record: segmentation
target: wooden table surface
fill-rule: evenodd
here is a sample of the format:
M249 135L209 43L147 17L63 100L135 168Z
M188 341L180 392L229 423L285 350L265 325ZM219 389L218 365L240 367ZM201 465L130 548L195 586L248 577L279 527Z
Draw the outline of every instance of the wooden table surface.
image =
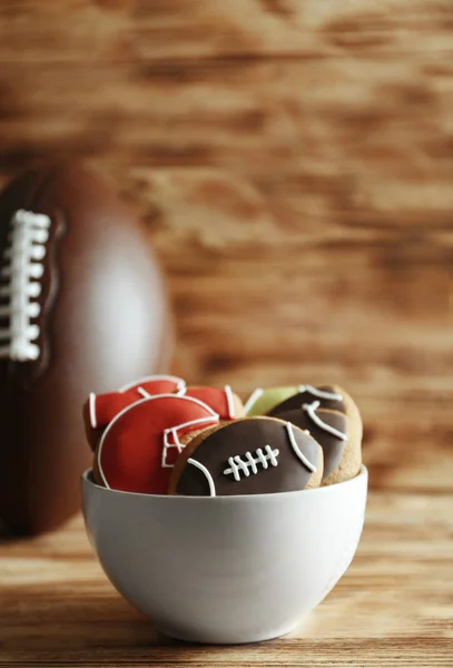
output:
M357 557L289 638L157 638L75 519L0 543L2 666L453 666L453 2L2 0L0 185L108 174L193 383L335 381L371 471Z
M238 647L157 637L115 592L80 518L0 547L0 666L453 665L453 495L371 492L358 553L297 632Z

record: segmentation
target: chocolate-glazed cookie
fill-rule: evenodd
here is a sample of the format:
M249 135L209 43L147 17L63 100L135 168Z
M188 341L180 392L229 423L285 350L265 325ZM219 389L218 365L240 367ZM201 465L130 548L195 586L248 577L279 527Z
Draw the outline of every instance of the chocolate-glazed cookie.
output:
M343 413L319 407L318 402L302 404L299 409L285 411L278 415L295 424L319 443L324 453L325 480L338 466L347 441L347 418Z
M237 420L207 430L186 445L169 493L229 497L319 487L323 452L297 426L275 418Z
M278 403L267 414L279 416L280 413L301 409L303 404L311 404L314 401L318 401L322 409L346 413L343 394L335 391L332 385L321 385L319 387L314 387L313 385L299 385L296 394L293 394L285 401Z

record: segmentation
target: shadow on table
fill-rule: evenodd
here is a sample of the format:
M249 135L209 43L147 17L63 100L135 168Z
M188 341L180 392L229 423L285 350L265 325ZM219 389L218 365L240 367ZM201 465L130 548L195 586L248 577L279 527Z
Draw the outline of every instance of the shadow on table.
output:
M83 596L82 583L80 591L36 584L0 588L0 666L174 666L199 662L201 655L203 665L209 665L219 651L224 659L225 652L237 652L234 647L173 640L115 593Z

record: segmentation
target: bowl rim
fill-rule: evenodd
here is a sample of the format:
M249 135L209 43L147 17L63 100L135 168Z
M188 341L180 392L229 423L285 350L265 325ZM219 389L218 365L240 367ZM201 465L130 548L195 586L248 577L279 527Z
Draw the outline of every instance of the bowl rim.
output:
M335 493L341 489L345 489L345 487L352 487L354 484L360 484L363 481L367 485L368 482L368 470L365 464L361 465L361 470L357 475L351 478L349 480L344 480L343 482L337 482L335 484L328 484L326 487L314 488L311 490L295 490L290 492L273 492L268 494L232 494L230 497L185 497L178 494L144 494L142 492L127 492L124 490L112 490L111 488L105 488L100 484L97 484L91 478L92 469L87 469L81 474L82 487L87 485L90 488L95 488L99 490L100 493L111 494L111 495L126 495L126 497L136 497L141 499L170 499L170 503L180 503L185 501L186 503L191 502L204 502L204 503L237 503L238 501L252 503L254 500L264 500L264 499L282 499L287 498L288 495L298 497L301 494L328 494Z

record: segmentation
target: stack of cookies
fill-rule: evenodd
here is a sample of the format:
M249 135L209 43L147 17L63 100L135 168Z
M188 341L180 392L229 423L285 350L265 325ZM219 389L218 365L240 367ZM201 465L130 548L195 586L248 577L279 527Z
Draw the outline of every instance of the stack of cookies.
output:
M83 406L95 481L146 494L292 492L357 475L362 420L336 385L256 390L141 379Z

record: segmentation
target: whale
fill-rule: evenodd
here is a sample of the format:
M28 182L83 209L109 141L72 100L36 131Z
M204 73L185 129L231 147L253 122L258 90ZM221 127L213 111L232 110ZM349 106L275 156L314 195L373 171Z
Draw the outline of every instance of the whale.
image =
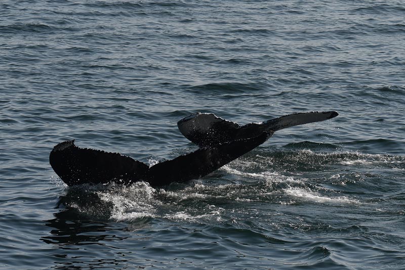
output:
--------
Transcribe all of the data above line for line, character for character, and leave the pictures out.

record: segmentation
target: wooden table surface
fill-rule: evenodd
here is a sample of the format:
M249 135L209 43L147 17L63 100L135 168Z
M188 341L180 392L229 423L285 350L265 325ZM219 389L218 365L240 367ZM201 465L130 548L195 586L248 577L279 527Z
Draw the outline of every instance of the wooden table surface.
image =
output:
M357 557L289 638L157 638L75 519L0 543L2 666L453 666L453 2L2 0L0 185L108 174L193 383L335 381L371 471Z
M238 647L157 637L115 592L80 518L0 547L0 666L453 665L453 495L371 492L358 553L297 632Z

record: segmentation
target: chocolate-glazed cookie
fill-rule: evenodd
here is a sample of the format:
M249 135L209 43L147 17L63 100L135 168Z
M188 341L180 392L229 423L285 350L265 325ZM219 389L218 365L240 367ZM201 465L130 548L195 586L248 577L279 527Z
Draw the outline of every instance of the chocolate-glazed cookie.
output:
M343 413L319 407L318 402L302 404L299 409L285 411L278 415L295 424L319 443L324 453L325 480L338 466L347 441L347 418Z
M237 420L207 430L186 445L169 493L229 497L319 487L323 452L297 426L275 418Z
M278 403L267 414L279 416L280 413L301 409L303 404L311 404L314 401L318 401L322 409L346 413L343 394L335 391L332 385L321 385L319 387L314 387L313 385L299 385L296 394L293 394L285 401Z

record: segmentation
target: shadow on table
fill-rule: evenodd
here is a sample of the format:
M249 135L209 43L147 17L63 100L135 168Z
M188 341L180 392L229 423L285 350L265 325ZM219 389L218 365L240 367ZM201 465L130 548L195 586L248 577L279 527Z
Draw the outline of every instance of the shadow on table.
output:
M83 596L82 583L80 591L36 584L0 588L0 666L174 666L199 662L201 655L203 665L209 665L219 651L224 659L225 652L237 652L234 647L173 640L115 593Z

record: segmentation
target: bowl rim
fill-rule: evenodd
here is a sample of the format:
M249 135L209 43L147 17L63 100L135 168Z
M188 341L180 392L229 423L285 350L265 325ZM219 389L218 365L240 367ZM201 465L130 548L195 586L248 577L279 527Z
Draw the outline of every instance of the bowl rim.
output:
M335 493L341 489L345 489L345 487L352 487L354 484L360 484L363 481L367 485L368 482L368 470L365 464L361 465L361 470L357 475L351 478L349 480L344 480L343 482L337 482L335 484L328 484L326 487L314 488L311 490L295 490L290 492L273 492L268 494L232 494L230 497L185 497L178 494L144 494L142 492L127 492L124 490L112 490L111 488L105 488L100 484L97 484L91 478L92 469L87 469L81 474L82 487L87 485L90 488L95 488L99 490L100 493L111 494L111 495L126 495L126 497L136 497L141 499L170 499L170 503L180 503L185 501L186 503L191 502L204 502L204 503L237 503L238 501L252 503L254 500L264 500L264 499L282 499L287 498L288 495L298 497L301 494L328 494Z

record: segmentation
target: stack of cookies
fill-rule: evenodd
here is a sample of the format:
M249 135L209 43L147 17L63 100L135 168Z
M188 341L180 392L229 423L285 350L265 325ZM219 389L218 365L240 367ZM201 465L130 548L195 586L248 577L279 527Z
Draw the outline of every instance of the stack of cookies.
output:
M83 406L95 481L146 494L292 492L357 475L362 420L336 385L256 390L141 379Z

record: segmentation
target: whale
fill-rule: evenodd
here is a sample of the format:
M28 182L83 209L109 141L72 100L36 131Z
M204 73L185 129L231 147L253 122L258 90ZM221 127L213 111L232 110ZM349 106L275 156L314 195L373 171Z
Draw the outline of every instance of the whale.
image =
output:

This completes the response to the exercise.